**Short problem:** Reproduce the listing below with every occurrence of "green meadow" changed to "grassy meadow" and all other text left unchanged. Omit the pictures from your answer.

**Excerpted data:**
###
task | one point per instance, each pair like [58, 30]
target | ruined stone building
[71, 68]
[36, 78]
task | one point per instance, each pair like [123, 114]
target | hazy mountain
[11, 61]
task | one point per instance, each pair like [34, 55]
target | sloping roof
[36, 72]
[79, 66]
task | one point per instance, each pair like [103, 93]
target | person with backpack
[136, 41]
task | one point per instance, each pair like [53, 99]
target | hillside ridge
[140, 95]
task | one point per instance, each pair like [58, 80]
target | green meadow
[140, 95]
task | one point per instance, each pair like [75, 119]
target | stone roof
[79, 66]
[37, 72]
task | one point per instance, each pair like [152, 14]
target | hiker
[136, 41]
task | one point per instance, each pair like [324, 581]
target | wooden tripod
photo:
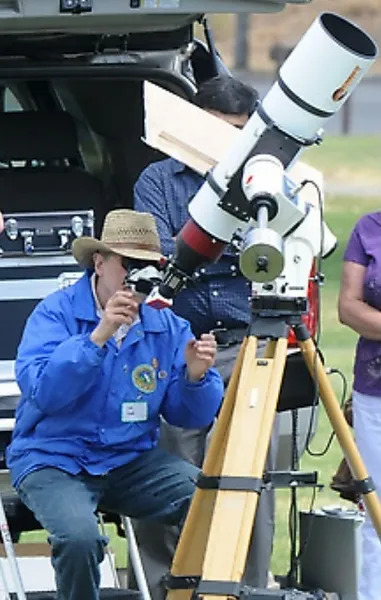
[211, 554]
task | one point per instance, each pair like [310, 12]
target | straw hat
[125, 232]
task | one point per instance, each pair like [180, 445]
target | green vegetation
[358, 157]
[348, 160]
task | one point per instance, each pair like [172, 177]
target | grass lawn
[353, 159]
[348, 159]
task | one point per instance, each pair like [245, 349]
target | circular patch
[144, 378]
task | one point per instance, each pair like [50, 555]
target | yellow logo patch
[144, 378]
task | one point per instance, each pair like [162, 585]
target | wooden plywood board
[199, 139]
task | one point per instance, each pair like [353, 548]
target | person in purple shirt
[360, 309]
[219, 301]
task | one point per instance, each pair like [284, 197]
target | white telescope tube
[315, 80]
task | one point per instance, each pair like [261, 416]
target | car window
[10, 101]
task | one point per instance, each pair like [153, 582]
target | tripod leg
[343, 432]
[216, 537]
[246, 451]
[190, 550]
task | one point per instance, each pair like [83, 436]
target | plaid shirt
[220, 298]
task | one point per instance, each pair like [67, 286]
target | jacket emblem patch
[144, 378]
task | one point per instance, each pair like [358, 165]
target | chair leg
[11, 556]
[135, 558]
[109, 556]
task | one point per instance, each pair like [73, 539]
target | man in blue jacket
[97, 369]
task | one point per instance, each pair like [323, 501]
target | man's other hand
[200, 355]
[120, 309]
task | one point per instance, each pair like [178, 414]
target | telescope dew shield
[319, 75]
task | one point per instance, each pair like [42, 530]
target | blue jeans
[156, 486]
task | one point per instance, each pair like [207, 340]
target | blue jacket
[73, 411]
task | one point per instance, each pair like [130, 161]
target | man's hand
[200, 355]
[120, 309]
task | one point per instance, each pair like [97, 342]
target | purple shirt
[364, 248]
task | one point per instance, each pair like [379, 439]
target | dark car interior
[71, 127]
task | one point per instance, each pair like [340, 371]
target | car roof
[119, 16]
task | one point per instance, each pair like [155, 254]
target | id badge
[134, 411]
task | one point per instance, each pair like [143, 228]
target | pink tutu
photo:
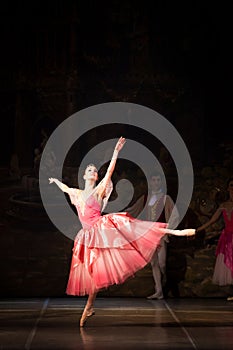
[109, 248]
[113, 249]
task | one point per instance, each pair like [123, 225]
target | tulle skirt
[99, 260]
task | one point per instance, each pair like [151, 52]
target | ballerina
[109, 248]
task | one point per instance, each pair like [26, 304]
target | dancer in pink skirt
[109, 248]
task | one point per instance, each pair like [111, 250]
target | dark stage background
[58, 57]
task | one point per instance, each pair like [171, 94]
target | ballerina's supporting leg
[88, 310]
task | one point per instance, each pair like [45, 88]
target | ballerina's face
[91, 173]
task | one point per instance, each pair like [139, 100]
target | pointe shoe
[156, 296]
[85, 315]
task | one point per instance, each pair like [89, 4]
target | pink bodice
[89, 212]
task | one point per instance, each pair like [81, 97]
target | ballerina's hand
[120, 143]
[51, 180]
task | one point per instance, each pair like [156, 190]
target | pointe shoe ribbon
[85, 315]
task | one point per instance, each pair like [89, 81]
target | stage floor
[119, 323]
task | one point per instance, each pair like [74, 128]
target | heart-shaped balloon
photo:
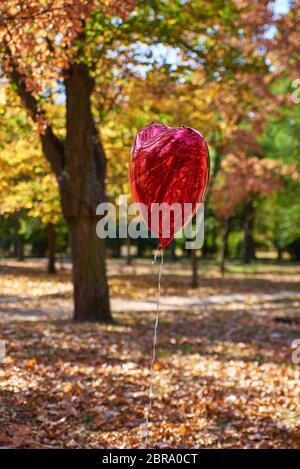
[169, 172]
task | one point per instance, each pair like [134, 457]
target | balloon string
###
**Full output:**
task | one point per instance, each pair like [58, 30]
target | ruined stone building
[71, 68]
[36, 78]
task | one point per instance, each pair like [123, 114]
target | hazy mountain
[11, 61]
task | one point per instance, each pair like [34, 55]
target | sloping roof
[36, 72]
[79, 66]
task | one point per instance, each pair like [103, 93]
target | person with backpack
[136, 41]
task | one point per instance, each pair like [53, 99]
target | hillside ridge
[140, 95]
task | one point per instance, each pair like [58, 80]
target | grassy meadow
[140, 95]
task | one point per instance, each pair like [75, 119]
target | stone roof
[79, 66]
[37, 72]
task | one point per instance, each pair like [152, 14]
target | hiker
[136, 41]
task | one point per instance, each pair like [324, 581]
target | wooden tripod
photo:
[211, 554]
task | one point per instance, each pair like [310, 12]
target | straw hat
[125, 232]
task | one point per instance, each pair like [180, 445]
target | green vegetation
[358, 157]
[348, 160]
task | one point per instance, each pair like [172, 177]
target | grass lawn
[353, 159]
[348, 159]
task | one point per instance, each pair like [245, 349]
target | circular patch
[144, 378]
task | one point per instance, each pair like [50, 555]
target | yellow logo patch
[144, 378]
task | one point per instance, each pair like [162, 585]
target | wooden plywood board
[199, 139]
task | one point per instance, each pair like [353, 548]
target | person in purple shirt
[360, 309]
[219, 301]
task | one point per instance, each pair like [284, 197]
target | white telescope tube
[315, 80]
task | one point per instance, each pair like [261, 416]
target | car window
[10, 101]
task | one point per instance, each pair like [153, 582]
target | tripod leg
[343, 432]
[216, 537]
[246, 451]
[190, 550]
task | one point per instance, each pair like [83, 436]
target | plaid shirt
[220, 298]
task | one point per instance, each pair like [67, 286]
target | jacket emblem patch
[144, 378]
task | one point per instance, each pair like [358, 165]
target | chair leg
[11, 556]
[135, 558]
[109, 556]
task | one point per instance, each pair like [73, 539]
target | man in blue jacket
[97, 369]
task | one point per instance, each pair like [323, 501]
target | man's other hand
[200, 355]
[120, 309]
task | one point per instance, each pair like [178, 414]
target | telescope dew shield
[319, 75]
task | one point per instance, each pair like [42, 530]
target | blue jeans
[156, 486]
task | one point per instance, each pair like [207, 340]
target | blue jacket
[73, 411]
task | one point per instance, each pair like [130, 161]
target | man's hand
[200, 355]
[120, 309]
task | one point per instance, each pair like [97, 342]
target | purple shirt
[364, 248]
task | one point per instance, each pair like [379, 439]
target | dark car interior
[71, 127]
task | one point per instance, each pair like [340, 371]
target | car roof
[119, 16]
task | one point per instance, each pair like [155, 254]
target | id badge
[134, 411]
task | one point per instance, each pair like [143, 228]
target | pink tutu
photo:
[109, 248]
[113, 249]
task | one point per instance, each pair like [123, 225]
target | tulle skirt
[99, 260]
task | one point per instance, each pair like [151, 52]
target | ballerina
[109, 248]
task | one point per instance, each pair like [26, 304]
target | dancer in pink skirt
[109, 248]
task | one point per instance, each pair like [111, 250]
target | dark stage background
[58, 57]
task | one point per instance, each pair like [171, 94]
target | ballerina's supporting leg
[88, 310]
task | one point per instance, each pair like [45, 88]
target | ballerina's face
[91, 173]
task | one point per instance, each pair like [139, 100]
target | pointe shoe
[156, 296]
[85, 315]
task | one point per instance, each pair like [89, 4]
target | pink bodice
[89, 212]
task | one point per instance, each pair like [81, 97]
target | ballerina's hand
[120, 143]
[51, 180]
task | one point per instance, each pair like [156, 190]
target | pointe shoe ribbon
[85, 315]
task | one point per instance, each pair like [89, 81]
target | stage floor
[119, 323]
task | one point per instance, each pair like [74, 128]
target | heart-shaped balloon
photo:
[169, 172]
task | one point per instance, each pair like [134, 457]
target | balloon string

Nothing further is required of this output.